## Selected text
First phase of implementing hash-based grouping/aggregation. An AGG plan

node now does its own grouping of the input rows, and has no need for a preceding GROUP node in the plan pipeline. This allows elimination of the misnamed tuplePerGroup option for GROUP, and actually saves more code in nodeGroup.c than it costs in nodeAgg.c, as well as being presumably faster. Restructure the API of query_planner so that we do not commit to using a sorted or unsorted plan in query_planner; instead grouping_planner makes the decision. (Right now it isn't any smarter than query_planner was, but that will change as soon as it has the option to select a hash- based aggregation step.) Despite all the hackery, no initdb needed since only in-memory node types changed.
author: Tom Lane <tgl@sss.pgh.pa.us> 2002-11-06 00:00:45 +0000
committer: Tom Lane <tgl@sss.pgh.pa.us> 2002-11-06 00:00:45 +0000
commit: f6dba10e623fa575c8446f854aa63c97d4fedea3 (patch)
tree: 2c5eb86c8e2961c90b524b49f25e3c25efa6eee2 /src/backend/executor/nodeAgg.c
parent: a8c18b980e1e00fe08ac02562f81e3e64d4e9fd4 (diff)
download: postgresql-f6dba10e623fa575c8446f854aa63c97d4fedea3.tar.gz
postgresql-f6dba10e623fa575c8446f854aa63c97d4fedea3.zip
1 files changed, 199 insertions, 137 deletions
diff --git a/src/backend/executor/nodeAgg.c b/src/backend/executor/nodeAgg.c
index bf4a9bbbdaa..7714a680909 100644
--- a/src/backend/executor/nodeAgg.c
+++ b/src/backend/executor/nodeAgg.c
@@ -46,7 +46,7 @@
  * Portions Copyright (c) 1994, Regents of the University of California
  *
  * IDENTIFICATION
- *	  $Header: /cvsroot/pgsql/src/backend/executor/nodeAgg.c,v 1.90 2002/11/01 19:33:09 tgl Exp $
+ *	  $Header: /cvsroot/pgsql/src/backend/executor/nodeAgg.c,v 1.91 2002/11/06 00:00:43 tgl Exp $
  *
  *-------------------------------------------------------------------------
  */
@@ -58,6 +58,7 @@
 #include "catalog/pg_operator.h"
 #include "executor/executor.h"
 #include "executor/nodeAgg.h"
+#include "executor/nodeGroup.h"
 #include "miscadmin.h"
 #include "optimizer/clauses.h"
 #include "parser/parse_coerce.h"
@@ -159,6 +160,7 @@ typedef struct AggStatePerAggData
 static void initialize_aggregate(AggStatePerAgg peraggstate);
 static void advance_transition_function(AggStatePerAgg peraggstate,
 							Datum newVal, bool isNull);
+static void advance_aggregates(AggState *aggstate, ExprContext *econtext);
 static void process_sorted_aggregate(AggState *aggstate,
 						 AggStatePerAgg peraggstate);
 static void finalize_aggregate(AggStatePerAgg peraggstate,
@@ -314,6 +316,62 @@ advance_transition_function(AggStatePerAgg peraggstate,
 }
 
 /*
+ * Advance all the aggregates for one input tuple.  The input tuple
+ * has been stored in econtext->ecxt_scantuple, so that it is accessible
+ * to ExecEvalExpr.

## Stored rows
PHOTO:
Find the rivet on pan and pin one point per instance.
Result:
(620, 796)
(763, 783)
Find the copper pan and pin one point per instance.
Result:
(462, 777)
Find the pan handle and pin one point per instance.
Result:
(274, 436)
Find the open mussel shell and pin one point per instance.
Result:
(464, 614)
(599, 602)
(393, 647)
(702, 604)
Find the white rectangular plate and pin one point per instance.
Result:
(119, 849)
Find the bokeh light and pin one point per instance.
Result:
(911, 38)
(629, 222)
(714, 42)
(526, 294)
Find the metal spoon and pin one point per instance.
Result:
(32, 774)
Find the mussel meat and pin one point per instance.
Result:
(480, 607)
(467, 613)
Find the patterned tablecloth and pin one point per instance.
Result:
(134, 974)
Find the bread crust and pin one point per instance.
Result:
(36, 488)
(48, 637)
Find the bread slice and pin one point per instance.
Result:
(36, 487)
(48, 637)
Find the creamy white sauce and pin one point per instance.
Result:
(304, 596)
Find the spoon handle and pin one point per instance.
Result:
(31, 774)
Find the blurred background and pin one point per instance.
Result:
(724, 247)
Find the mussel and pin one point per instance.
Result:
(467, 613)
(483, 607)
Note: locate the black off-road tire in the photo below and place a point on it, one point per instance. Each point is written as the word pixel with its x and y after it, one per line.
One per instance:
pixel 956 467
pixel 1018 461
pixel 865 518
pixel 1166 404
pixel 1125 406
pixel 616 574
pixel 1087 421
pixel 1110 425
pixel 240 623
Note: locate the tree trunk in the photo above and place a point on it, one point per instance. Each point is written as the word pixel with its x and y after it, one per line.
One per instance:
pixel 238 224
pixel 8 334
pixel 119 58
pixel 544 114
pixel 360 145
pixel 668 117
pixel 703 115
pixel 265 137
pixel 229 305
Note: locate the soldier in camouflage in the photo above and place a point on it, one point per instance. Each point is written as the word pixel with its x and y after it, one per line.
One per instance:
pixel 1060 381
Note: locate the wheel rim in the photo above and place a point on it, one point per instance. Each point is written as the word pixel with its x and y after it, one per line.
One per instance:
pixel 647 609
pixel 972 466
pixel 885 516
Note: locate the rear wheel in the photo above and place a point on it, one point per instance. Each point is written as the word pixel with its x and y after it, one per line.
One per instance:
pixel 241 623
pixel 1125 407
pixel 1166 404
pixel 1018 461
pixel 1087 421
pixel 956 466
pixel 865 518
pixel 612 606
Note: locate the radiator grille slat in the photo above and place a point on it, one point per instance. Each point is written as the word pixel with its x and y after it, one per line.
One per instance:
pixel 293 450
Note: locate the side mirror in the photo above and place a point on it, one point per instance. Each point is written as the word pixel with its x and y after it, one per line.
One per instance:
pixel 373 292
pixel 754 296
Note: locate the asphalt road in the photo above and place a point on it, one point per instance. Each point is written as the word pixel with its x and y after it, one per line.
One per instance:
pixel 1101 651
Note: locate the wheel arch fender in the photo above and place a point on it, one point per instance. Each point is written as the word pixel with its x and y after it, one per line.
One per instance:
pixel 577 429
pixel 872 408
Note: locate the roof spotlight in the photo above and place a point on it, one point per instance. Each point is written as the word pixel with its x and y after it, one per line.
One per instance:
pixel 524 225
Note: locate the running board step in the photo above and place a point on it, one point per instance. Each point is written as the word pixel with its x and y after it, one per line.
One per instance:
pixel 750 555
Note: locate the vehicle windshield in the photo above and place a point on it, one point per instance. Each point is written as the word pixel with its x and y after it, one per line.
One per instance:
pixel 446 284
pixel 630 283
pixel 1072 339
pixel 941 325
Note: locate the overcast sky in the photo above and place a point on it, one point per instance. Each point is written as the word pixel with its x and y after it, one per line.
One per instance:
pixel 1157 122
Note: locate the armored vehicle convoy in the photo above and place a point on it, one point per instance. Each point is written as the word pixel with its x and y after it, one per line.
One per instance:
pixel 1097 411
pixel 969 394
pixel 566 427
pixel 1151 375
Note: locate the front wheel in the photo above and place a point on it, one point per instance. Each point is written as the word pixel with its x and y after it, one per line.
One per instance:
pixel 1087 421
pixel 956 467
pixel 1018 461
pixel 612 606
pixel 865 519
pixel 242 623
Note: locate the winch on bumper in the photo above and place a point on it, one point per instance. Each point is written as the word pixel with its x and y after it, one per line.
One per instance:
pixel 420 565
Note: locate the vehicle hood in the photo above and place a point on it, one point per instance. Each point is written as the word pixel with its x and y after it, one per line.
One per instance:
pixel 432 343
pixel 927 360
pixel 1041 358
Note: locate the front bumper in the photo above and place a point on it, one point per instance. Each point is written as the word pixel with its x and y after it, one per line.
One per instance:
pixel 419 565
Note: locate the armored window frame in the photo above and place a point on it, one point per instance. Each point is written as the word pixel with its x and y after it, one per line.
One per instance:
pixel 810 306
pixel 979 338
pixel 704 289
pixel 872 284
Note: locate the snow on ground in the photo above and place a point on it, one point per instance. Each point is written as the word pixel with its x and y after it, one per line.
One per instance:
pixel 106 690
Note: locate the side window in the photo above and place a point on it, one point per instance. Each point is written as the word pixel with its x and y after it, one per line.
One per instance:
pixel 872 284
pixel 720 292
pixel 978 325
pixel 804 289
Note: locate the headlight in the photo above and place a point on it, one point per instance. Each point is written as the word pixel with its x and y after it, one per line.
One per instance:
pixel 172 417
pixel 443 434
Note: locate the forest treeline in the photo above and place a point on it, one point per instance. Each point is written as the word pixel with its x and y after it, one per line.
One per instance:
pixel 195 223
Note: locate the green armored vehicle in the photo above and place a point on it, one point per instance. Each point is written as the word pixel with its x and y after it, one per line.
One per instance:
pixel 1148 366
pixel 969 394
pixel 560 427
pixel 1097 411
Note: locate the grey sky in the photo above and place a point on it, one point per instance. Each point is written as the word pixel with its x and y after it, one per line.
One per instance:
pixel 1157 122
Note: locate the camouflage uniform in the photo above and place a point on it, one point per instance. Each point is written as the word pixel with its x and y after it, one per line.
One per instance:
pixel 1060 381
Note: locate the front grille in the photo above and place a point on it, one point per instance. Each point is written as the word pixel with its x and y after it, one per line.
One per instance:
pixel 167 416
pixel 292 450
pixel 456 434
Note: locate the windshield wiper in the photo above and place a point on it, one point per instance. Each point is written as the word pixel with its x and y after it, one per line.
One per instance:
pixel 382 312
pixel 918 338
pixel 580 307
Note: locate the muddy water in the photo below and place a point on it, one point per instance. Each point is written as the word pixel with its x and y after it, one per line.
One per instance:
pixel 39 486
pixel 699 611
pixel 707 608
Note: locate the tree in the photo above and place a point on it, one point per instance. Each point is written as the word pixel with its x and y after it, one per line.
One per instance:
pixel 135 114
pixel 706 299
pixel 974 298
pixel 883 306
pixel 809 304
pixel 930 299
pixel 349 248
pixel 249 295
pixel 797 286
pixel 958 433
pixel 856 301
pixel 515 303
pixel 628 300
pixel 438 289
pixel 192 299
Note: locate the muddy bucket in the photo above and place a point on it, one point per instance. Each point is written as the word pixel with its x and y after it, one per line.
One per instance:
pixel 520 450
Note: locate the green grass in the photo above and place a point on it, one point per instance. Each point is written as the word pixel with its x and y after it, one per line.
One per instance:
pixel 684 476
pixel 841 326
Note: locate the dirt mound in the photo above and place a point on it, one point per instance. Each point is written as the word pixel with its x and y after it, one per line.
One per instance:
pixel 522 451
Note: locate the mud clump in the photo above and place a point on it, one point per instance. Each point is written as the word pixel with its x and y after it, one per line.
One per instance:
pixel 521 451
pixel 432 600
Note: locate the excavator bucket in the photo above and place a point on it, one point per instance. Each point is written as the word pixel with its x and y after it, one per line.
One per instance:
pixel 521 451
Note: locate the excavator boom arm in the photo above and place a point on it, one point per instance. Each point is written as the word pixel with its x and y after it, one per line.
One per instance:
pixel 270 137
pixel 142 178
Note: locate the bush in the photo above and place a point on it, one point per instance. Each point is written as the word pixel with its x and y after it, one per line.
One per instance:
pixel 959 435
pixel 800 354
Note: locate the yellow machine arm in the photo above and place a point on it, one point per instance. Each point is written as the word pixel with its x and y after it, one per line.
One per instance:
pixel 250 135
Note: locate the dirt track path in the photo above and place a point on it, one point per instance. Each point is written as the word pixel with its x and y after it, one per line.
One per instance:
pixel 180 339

## What this exercise asks
a - In the hash-based aggregation commit page, which function now decides whether to use a sorted or unsorted plan?
b - Write the next lines of the hash-based aggregation commit page, picking up right after its final line.

## Answers in order
a - grouping_planner makes that decision.

b -
+ *
+ * When called, CurrentMemoryContext should be the per-query context.
+ */
+static void
+advance_aggregates(AggState *aggstate, ExprContext *econtext)
+{
+	MemoryContext oldContext;
+	int			aggno;
+
+	/*
+	 * Clear and select the current working context for evaluation
+	 * of the input expressions and transition functions at this
+	 * input tuple.
+	 */
+	econtext->ecxt_per_tuple_memory = aggstate->agg_cxt[aggstate->which_cxt];
+	ResetExprContext(econtext);
+	oldContext = MemoryContextSwitchTo(econtext->ecxt_per_tuple_memory);
+
+	for (aggno = 0; aggno < aggstate->numaggs; aggno++)
+	{
+		AggStatePerAgg peraggstate = &aggstate->peragg[aggno];
+		Aggref	   *aggref = peraggstate->aggref;
+		Datum		newVal;
+		bool		isNull;
+
+		newVal = ExecEvalExpr(aggref->target, econtext, &isNull, NULL);
+
+		if (aggref->aggdistinct)
+		{
+			/* in DISTINCT mode, we may ignore nulls */
+			if (isNull)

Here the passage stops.